■ EXERCISE BRIEF ■
Transcribe the following material line for line, without altering any character.

■ GIVEN DATA ■
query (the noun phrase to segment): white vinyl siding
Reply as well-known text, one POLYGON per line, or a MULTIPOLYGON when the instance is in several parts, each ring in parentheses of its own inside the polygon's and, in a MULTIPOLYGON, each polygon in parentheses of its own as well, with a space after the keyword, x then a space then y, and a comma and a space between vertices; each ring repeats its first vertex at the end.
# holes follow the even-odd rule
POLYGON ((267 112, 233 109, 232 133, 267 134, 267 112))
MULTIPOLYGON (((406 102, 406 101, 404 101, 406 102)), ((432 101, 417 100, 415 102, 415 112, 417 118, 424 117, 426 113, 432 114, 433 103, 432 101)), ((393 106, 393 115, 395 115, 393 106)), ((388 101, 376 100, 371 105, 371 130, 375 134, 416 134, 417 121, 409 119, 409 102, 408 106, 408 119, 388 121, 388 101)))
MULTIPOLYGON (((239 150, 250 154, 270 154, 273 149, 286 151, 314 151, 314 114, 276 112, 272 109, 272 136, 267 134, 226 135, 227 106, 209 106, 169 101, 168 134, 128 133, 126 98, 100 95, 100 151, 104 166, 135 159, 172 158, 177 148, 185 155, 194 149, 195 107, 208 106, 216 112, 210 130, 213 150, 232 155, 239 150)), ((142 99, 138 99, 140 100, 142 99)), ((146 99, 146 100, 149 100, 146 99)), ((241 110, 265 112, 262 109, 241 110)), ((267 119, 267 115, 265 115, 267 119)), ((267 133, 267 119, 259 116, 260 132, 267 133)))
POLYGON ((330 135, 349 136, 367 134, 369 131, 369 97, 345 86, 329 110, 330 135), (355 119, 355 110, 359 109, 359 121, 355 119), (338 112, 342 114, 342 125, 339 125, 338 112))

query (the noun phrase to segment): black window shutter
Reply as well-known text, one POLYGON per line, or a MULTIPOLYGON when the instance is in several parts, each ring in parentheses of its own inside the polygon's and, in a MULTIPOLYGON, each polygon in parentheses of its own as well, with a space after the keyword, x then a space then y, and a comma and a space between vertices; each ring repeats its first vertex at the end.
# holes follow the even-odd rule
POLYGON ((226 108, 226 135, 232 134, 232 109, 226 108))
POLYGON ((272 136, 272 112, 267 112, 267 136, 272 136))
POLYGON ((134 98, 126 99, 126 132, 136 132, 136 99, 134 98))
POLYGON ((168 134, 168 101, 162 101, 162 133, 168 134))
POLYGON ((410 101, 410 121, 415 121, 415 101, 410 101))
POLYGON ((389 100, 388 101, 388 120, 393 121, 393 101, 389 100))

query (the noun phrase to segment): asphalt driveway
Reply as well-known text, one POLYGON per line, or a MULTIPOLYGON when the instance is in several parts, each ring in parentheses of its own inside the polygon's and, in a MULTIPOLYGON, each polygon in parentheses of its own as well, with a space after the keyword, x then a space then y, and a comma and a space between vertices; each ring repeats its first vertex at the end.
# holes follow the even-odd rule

■ TASK RESULT ■
query (the noun phrase to segment): white vinyl siding
Reply as well-known text, one POLYGON per line, or a MULTIPOLYGON when the instance is in several parts, each ring in parentheses of its own inside the polygon's and, in a MULTIPOLYGON, each polygon in parentheses of its own as well, with a space after the keyword, x then a space then y, and a comma and a space between vertices; each ring repeats its first vertex at the end.
# holes follow the even-odd rule
POLYGON ((267 112, 233 109, 232 133, 267 134, 267 112))
MULTIPOLYGON (((406 102, 406 101, 404 101, 406 102)), ((432 101, 417 100, 415 102, 415 112, 417 118, 424 117, 426 113, 432 114, 433 103, 432 101)), ((393 106, 393 115, 395 115, 393 106)), ((388 101, 376 100, 371 105, 371 130, 375 134, 416 134, 417 121, 409 119, 409 102, 408 106, 408 119, 388 121, 388 101)))
MULTIPOLYGON (((239 150, 250 154, 270 154, 273 149, 286 151, 314 151, 314 114, 276 112, 272 109, 272 136, 267 134, 226 135, 227 106, 209 106, 169 101, 168 134, 128 133, 126 98, 100 95, 100 151, 104 166, 135 159, 172 158, 177 148, 185 155, 194 149, 195 107, 208 106, 216 112, 210 130, 213 150, 232 155, 239 150)), ((142 99, 138 99, 140 100, 142 99)), ((146 99, 146 100, 149 100, 146 99)), ((241 110, 265 112, 262 109, 241 110)), ((267 119, 267 115, 265 115, 267 119)), ((267 133, 267 119, 259 116, 260 132, 267 133)))
POLYGON ((330 135, 349 136, 367 134, 369 131, 369 97, 345 86, 329 110, 330 135), (355 119, 355 110, 359 109, 359 121, 355 119), (338 112, 342 114, 342 125, 339 125, 338 112))

query (the noun phrase to segment): black window shutter
Reply as well-known text, one POLYGON per line, or a MULTIPOLYGON when the instance is in several parts, each ring in parentheses of its own inside the polygon's and, in a MULTIPOLYGON, each polygon in parentheses of its own as well, with a space after the keyword, x then a space then y, and a comma and a space between vertices; each ring repeats its first vertex at the end.
# holes follow the even-odd rule
POLYGON ((226 108, 226 135, 232 134, 232 109, 226 108))
POLYGON ((272 136, 272 112, 267 112, 267 136, 272 136))
POLYGON ((134 98, 126 99, 126 132, 136 132, 136 99, 134 98))
POLYGON ((168 134, 168 101, 162 101, 162 133, 168 134))
POLYGON ((410 101, 410 121, 415 121, 415 101, 410 101))
POLYGON ((389 100, 388 101, 388 120, 393 121, 393 101, 389 100))

query (the noun phrase to segment): asphalt driveway
Reply as well-known text, one POLYGON per line, or a MULTIPOLYGON when the instance is in several parts, each ring in parentheses of its own inside the polygon's and, in a MULTIPOLYGON, each polygon in parentheses of its own as well, with a space after the keyword, x then a space then y, and a comma and a space between vertices; each ring repeats its first vertex at the end.
# holes follow the even-odd rule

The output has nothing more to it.